Required task –
Pull out every line of the material below that contains the word "white", and copy each such line in full.

Supplied data –
┄┄┄┄┄┄

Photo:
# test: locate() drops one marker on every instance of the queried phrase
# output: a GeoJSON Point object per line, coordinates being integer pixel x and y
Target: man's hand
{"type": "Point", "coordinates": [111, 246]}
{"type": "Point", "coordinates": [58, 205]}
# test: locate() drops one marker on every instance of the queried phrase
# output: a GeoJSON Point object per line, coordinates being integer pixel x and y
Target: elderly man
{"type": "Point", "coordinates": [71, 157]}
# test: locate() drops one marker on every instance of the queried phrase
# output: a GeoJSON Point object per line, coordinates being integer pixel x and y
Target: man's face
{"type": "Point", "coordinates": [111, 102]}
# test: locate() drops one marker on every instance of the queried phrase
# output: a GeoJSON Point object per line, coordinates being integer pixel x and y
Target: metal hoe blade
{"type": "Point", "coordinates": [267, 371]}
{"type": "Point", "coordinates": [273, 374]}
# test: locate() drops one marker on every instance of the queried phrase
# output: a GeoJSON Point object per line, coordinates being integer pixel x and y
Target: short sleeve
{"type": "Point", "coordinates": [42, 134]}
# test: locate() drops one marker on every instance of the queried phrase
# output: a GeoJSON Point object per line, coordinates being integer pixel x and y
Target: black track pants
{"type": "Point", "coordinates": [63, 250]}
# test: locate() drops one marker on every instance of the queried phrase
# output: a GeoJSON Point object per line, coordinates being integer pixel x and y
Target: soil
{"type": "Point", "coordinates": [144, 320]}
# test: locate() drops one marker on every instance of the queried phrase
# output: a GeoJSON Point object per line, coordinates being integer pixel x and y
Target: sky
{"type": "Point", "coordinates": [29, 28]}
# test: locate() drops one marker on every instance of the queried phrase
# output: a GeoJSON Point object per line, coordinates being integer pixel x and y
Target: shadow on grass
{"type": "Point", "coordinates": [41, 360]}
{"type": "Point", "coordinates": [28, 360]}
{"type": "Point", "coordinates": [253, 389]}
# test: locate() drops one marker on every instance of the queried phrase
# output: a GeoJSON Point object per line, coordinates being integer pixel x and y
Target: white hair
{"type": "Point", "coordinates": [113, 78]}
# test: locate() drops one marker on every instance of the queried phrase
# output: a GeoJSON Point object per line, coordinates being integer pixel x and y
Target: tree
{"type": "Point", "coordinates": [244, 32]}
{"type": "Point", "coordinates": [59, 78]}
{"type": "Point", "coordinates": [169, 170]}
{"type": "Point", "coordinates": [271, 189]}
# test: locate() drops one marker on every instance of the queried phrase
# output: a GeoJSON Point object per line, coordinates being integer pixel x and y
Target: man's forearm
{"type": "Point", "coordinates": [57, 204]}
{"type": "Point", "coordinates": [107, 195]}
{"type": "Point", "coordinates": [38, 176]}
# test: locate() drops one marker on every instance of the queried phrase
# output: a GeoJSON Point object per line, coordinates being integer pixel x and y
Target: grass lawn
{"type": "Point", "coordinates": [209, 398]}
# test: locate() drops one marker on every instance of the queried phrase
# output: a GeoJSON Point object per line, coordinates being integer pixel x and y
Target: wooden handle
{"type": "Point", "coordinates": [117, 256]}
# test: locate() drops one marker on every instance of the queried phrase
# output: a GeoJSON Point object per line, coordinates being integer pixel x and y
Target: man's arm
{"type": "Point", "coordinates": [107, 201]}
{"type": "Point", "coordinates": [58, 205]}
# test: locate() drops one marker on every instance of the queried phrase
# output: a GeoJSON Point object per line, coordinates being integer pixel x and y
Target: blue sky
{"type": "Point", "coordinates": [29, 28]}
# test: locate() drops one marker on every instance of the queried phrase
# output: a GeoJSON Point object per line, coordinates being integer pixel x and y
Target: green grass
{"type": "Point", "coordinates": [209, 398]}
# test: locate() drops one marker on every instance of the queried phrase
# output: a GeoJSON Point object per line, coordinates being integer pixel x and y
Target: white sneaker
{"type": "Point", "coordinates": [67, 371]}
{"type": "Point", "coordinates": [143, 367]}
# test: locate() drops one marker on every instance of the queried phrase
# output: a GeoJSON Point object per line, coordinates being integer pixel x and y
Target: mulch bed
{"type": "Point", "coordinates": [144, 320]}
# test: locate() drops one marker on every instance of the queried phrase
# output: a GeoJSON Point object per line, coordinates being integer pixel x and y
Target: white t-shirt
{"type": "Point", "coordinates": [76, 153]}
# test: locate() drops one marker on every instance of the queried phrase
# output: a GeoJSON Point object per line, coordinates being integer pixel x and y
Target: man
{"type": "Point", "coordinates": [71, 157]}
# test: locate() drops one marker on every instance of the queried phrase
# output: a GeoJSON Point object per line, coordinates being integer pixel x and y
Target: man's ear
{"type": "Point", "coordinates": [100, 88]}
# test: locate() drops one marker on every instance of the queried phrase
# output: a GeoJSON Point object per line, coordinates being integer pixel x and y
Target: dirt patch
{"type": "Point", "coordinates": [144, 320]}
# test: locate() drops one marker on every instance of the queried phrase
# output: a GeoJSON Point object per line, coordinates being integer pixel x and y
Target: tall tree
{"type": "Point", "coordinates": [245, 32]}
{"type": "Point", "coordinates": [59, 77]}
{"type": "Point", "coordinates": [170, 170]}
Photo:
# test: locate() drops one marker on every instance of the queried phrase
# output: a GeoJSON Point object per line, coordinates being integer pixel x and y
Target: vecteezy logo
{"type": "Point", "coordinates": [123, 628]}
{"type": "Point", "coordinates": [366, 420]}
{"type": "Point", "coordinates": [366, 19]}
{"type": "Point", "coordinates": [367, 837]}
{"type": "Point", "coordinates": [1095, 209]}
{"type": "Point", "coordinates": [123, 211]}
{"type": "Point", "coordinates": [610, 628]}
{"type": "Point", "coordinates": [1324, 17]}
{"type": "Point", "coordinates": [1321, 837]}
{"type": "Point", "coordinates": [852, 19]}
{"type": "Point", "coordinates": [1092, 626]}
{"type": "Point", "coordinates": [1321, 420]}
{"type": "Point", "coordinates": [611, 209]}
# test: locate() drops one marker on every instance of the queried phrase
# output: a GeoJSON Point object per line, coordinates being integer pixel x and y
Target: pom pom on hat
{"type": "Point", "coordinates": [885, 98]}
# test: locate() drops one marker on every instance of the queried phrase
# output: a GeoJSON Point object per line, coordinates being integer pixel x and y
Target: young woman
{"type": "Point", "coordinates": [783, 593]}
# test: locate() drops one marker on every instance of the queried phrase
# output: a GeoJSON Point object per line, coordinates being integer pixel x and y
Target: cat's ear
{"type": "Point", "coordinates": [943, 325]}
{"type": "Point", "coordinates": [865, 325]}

┄┄┄┄┄┄

Answer to the task –
Target: white hair
Target: white sneaker
Target: white t-shirt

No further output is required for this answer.